* [Gekozen fragment]
########################################

En toen kreeg mama corona….

De val op de galerij op 15 augustus luidde het laatste hoofdstuk van haar leven in. Dat wist ik meteen toen broer me belde. Toen ik bij haar kwam, lag ze in bed. Ze had pijn, maar had (oh, wonder) weer eens niets gebroken.

Mijn moeder was bijna 94 en bezig aan een hele trage ‘fade-out’ die al een jaar of twee aan de gang was. Elke keer als we bij haar waren, liep ze langzamer en sprak ze trager, soms zoekend naar woorden. Het hele kordate gedrag dat haar altijd had gekenmerkt was langzaam maar zeker aan het verdwijnen. Haar krachten namen af. Ik vermoedde dat haar hart er niet meer zo’n zin in had, want ze was snel moe, soms benauwd en klaagde over haar hart, dat zo kon bonken. Maar naar de dokter ging ze niet en alle vormen van hulp werden vakkundig afgeslagen.

“Als ik niet meer zelf de boodschappen kan doen, dan ben ik weg” zei ze vaak.

Ze duldde al helemaal geen inmenging in haar voeding.

########################################

* [Vermelde gegevens]
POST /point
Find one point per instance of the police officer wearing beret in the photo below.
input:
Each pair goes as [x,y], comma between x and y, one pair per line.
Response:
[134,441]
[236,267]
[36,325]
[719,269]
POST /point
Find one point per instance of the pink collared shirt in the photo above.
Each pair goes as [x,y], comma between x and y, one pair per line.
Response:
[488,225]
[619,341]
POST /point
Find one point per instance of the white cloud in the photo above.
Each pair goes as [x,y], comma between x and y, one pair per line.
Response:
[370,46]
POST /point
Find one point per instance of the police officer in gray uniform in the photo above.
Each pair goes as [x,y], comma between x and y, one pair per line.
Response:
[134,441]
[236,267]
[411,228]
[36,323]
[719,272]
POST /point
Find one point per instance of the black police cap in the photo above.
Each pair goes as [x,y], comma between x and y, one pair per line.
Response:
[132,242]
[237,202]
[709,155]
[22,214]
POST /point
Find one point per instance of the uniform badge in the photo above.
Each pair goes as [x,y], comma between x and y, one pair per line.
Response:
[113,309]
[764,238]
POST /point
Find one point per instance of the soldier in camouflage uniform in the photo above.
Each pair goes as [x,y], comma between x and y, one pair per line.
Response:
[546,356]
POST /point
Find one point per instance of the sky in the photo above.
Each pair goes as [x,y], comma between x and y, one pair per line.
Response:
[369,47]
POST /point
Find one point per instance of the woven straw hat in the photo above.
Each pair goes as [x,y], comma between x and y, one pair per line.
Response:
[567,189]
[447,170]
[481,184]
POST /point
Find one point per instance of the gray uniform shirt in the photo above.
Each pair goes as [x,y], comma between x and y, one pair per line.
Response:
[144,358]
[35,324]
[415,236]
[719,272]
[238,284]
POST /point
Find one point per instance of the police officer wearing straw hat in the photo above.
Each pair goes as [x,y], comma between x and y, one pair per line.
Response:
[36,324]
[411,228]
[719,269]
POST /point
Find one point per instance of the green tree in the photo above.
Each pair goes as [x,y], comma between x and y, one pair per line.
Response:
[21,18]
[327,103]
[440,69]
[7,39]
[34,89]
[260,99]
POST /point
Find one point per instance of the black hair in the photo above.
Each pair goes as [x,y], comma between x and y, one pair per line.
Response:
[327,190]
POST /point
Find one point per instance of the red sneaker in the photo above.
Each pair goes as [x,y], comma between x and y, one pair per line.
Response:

########################################

* [Wat te doen]
- A) Beantwoord de volgende vragen aan de hand van het fragment over de moeder, elk op een eigen regel:
(i) Op welke datum viel de moeder op de galerij?
(ii) Hoe oud was de moeder bijna?
(iii) Wat zei ze vaak over het zelf doen van de boodschappen?
- B) Schrijf het fragment over de moeder verder, te beginnen na de laatste zin.
De gegevens spelen hierbij geen enkele rol.

* [Antwoorden per opdracht]
- A)
(i) Op 15 augustus.
(ii) Bijna 94 jaar.
(iii) Dat ze weg is als ze de boodschappen niet meer zelf kan doen.

- B)
“Ik eet wel, ik heb net nog een tomaat op” zei ze als ik voorzichtig vroeg of ze wel voldoende at. Dat deed ze absoluut niet en daarmee werkte ze actief mee aan haar langzame verdwijning. Na een aantal confrontaties besloot ik het te laten. Toch zetten we regelmatig wat makkelijke hapjes in haar koelkast. Om ze weken later onaangeraakt weer weg te gooien.

Mentaal was mijn moeder loeischerp. Er was geen sprake van vergeetachtigheid of iets wat daarop leek. Ze wist alles, hoorde alles, zag alles en vormde haar intelligente en scherpe oordeel nog altijd in een oogwenk. Ze liet alleen niet blijken dat ze zicht had op haar eigen bijdrage aan het langzame verdwijnen. Doodgaan was onbespreekbaar. Ze was woedend na de val op de galerij en zei dat ze niet was gevallen, maar gestruikeld, als een kind dat niet wil toegeven verloren te hebben bij een spelletje.

Soms, ineens, was het er wél. Toen de coronacrisis begon in maart, zei ze dat ze dacht dat zij daarbij zou gaan horen, bij die coronadoden. Het leek me gruwelijk, niet vanwege het sterven, maar wel de manier waarop. Mijn vader was gestikt. De halve familie was in de gaskamer gestorven aan de verstikkingsdood. Ik wilde niet dat haar dat lot ook zou treffen en dat wij niet bij haar konden zijn. Een tijdje later zei ze opeens, “we zullen elkaar toch eens moeten loslaten”. Ze sprak ons daarmee beiden moed in.

Op 9 september troffen we haar ’s ochtends vroeg aan, na een derde valpartij, zittend op haar knieën en leunend op haar bed, gekleed in slechts een onderbroek, als een klein en heel oud meisje.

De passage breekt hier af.